- Supplied material:

....

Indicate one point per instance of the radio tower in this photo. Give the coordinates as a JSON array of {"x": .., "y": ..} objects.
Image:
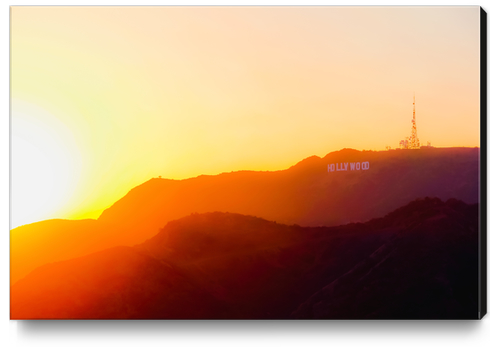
[{"x": 413, "y": 142}]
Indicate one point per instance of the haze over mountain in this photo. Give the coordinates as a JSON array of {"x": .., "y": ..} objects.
[
  {"x": 307, "y": 194},
  {"x": 420, "y": 261}
]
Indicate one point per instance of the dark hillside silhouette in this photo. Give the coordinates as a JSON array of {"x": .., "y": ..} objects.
[
  {"x": 419, "y": 261},
  {"x": 306, "y": 194}
]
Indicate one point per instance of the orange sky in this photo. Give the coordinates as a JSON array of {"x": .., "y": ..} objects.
[{"x": 105, "y": 98}]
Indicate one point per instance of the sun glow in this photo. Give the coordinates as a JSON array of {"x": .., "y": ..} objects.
[{"x": 46, "y": 165}]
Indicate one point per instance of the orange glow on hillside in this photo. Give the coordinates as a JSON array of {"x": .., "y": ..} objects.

....

- Written problem:
Can you set out every line of the records above as a Markdown table with the columns Line and Content, skipping blank lines and leaving out the pictures?

- Completed exercise:
| Line | Content |
|---|---|
| 1 | Indicate one point per instance of the radio tower in this photo. Give the coordinates as a JSON array of {"x": .., "y": ..} objects. |
| 2 | Image: |
| 3 | [{"x": 413, "y": 142}] |
| 4 | Indicate one point per instance of the haze over mountain in this photo. Give the coordinates as a JSON array of {"x": .., "y": ..} objects. |
| 5 | [ |
| 6 |   {"x": 307, "y": 194}, |
| 7 |   {"x": 420, "y": 261} |
| 8 | ] |
| 9 | Indicate one point per instance of the dark hillside silhouette in this photo. Give the coordinates as a JSON array of {"x": .., "y": ..} objects. |
| 10 | [ |
| 11 |   {"x": 419, "y": 261}, |
| 12 |   {"x": 306, "y": 194} |
| 13 | ] |
| 14 | Indicate one point per instance of the orange sky in this photo. Give the coordinates as a JSON array of {"x": .., "y": ..} objects. |
| 15 | [{"x": 105, "y": 98}] |
| 16 | Indicate one point per instance of the sun glow in this photo. Give the coordinates as a JSON array of {"x": .., "y": ..} objects. |
| 17 | [{"x": 46, "y": 165}] |
| 18 | Indicate one point per instance of the orange glow on hillside in this photo. Give the coordinates as a JSON array of {"x": .., "y": ..} objects. |